▶ **THE REQUEST**
Please copy out all of the records below line for line, with no changes to any wording or number.

####################

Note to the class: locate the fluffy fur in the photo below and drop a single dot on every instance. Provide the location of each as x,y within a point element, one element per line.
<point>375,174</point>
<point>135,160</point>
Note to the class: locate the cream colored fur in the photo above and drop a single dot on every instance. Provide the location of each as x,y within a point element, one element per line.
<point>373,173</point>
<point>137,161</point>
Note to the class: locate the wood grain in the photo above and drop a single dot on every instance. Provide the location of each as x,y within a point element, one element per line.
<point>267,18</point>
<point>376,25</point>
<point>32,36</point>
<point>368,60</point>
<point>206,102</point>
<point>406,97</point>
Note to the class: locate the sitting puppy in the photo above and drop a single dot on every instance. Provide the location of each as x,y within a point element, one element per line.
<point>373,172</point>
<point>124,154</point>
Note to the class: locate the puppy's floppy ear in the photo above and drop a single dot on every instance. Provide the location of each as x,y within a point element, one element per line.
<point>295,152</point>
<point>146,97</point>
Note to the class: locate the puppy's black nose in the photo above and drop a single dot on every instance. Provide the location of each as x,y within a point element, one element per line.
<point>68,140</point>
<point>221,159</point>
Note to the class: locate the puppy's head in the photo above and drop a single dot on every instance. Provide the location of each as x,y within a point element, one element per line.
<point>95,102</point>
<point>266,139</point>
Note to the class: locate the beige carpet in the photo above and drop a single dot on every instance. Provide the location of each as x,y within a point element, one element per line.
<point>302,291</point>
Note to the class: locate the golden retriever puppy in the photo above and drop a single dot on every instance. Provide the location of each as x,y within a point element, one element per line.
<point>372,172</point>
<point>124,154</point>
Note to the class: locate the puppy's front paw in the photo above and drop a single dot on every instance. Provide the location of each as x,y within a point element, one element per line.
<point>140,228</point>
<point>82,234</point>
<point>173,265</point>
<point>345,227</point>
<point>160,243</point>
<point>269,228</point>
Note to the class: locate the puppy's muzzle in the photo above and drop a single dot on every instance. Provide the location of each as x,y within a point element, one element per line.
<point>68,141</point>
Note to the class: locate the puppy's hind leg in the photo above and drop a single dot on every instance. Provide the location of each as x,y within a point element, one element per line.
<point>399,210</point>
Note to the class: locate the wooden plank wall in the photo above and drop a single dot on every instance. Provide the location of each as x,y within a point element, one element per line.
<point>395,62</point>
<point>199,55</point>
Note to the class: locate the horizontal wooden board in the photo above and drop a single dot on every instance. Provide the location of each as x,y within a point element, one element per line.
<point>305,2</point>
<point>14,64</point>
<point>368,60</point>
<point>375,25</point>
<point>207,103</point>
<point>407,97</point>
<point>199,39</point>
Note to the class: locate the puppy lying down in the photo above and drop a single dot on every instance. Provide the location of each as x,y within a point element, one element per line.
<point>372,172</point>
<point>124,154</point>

####################

▶ **ANSWER TO THIS PROBLEM**
Note to the class: locate the fluffy fur in the photo below and drop a single dot on every instance. Provide the location of each as x,y within a point element, one element per line.
<point>375,174</point>
<point>135,160</point>
Note to the class: locate the cream colored fur in the photo above and drop a single dot on every instance. Provide the location of each as x,y within a point element, one element per line.
<point>373,173</point>
<point>137,161</point>
Note to the class: locate the wood grain in the photo above and drop a single dot on every instance. Provide the location of each as x,y within a point element, one element per line.
<point>267,18</point>
<point>376,25</point>
<point>32,36</point>
<point>368,60</point>
<point>206,102</point>
<point>406,97</point>
Note to the class: locate the sitting puppy in the photo above and drop a single dot on every instance. Provide the location of each as x,y within a point element, one element per line.
<point>373,172</point>
<point>124,154</point>
Note to the class: locate the puppy's floppy ear in the photo above and drop a single dot on every instance. Provide the location of each as x,y within a point element, one element per line.
<point>295,152</point>
<point>146,97</point>
Note to the class: locate the puppy's black nose in the photo above and drop a single dot on every instance. Provide the location of each as x,y within a point element, one element per line.
<point>68,140</point>
<point>221,159</point>
Note to the class: locate the puppy's head in the photo above and drop a single dot on every instance. Provide the location of each as x,y within a point element, one element per line.
<point>95,102</point>
<point>266,139</point>
Note to the class: locate the beige carpet in the photo above and drop a single dot on every instance. Provide the location of each as x,y within a point element, one element per line.
<point>302,291</point>
Note to the class: locate the golden retriever puppy in the photo above and drop a single dot on every instance. Provide the location of each as x,y within a point element, one element per line.
<point>372,172</point>
<point>124,154</point>
Note to the class: locate the puppy's front paw in the photo above and drop a single dot on every instance. Provide the location of each as x,y within a point element, one element per line.
<point>140,228</point>
<point>82,234</point>
<point>173,265</point>
<point>345,227</point>
<point>160,243</point>
<point>269,228</point>
Note to the class: locate the puppy's muzzle in the photo above and drop a single dot on every instance. Provide the location of each as x,y within a point element, one element per line.
<point>68,141</point>
Note to the class: locate the puppy's hind leg in the photo above and drop a single dot on every instance. Provide the location of each as x,y within a point element, one element per line.
<point>399,210</point>
Note to the class: locate the wooden plank wall in the photo above and drop a single dot on every instance. Provide the location of each as x,y within a point element, one element per line.
<point>395,62</point>
<point>199,55</point>
Note to the class: locate the horizontal wooden board in the photo above and drop a single dot on every instance. Provide the location of each as x,y within a point element, one element per line.
<point>305,2</point>
<point>14,64</point>
<point>368,60</point>
<point>375,25</point>
<point>207,103</point>
<point>407,97</point>
<point>199,39</point>
Note to the class: locate the puppy lying down in the photo above and drop a single dot on every instance. Provide the location of each as x,y within a point element, one element per line.
<point>372,172</point>
<point>124,154</point>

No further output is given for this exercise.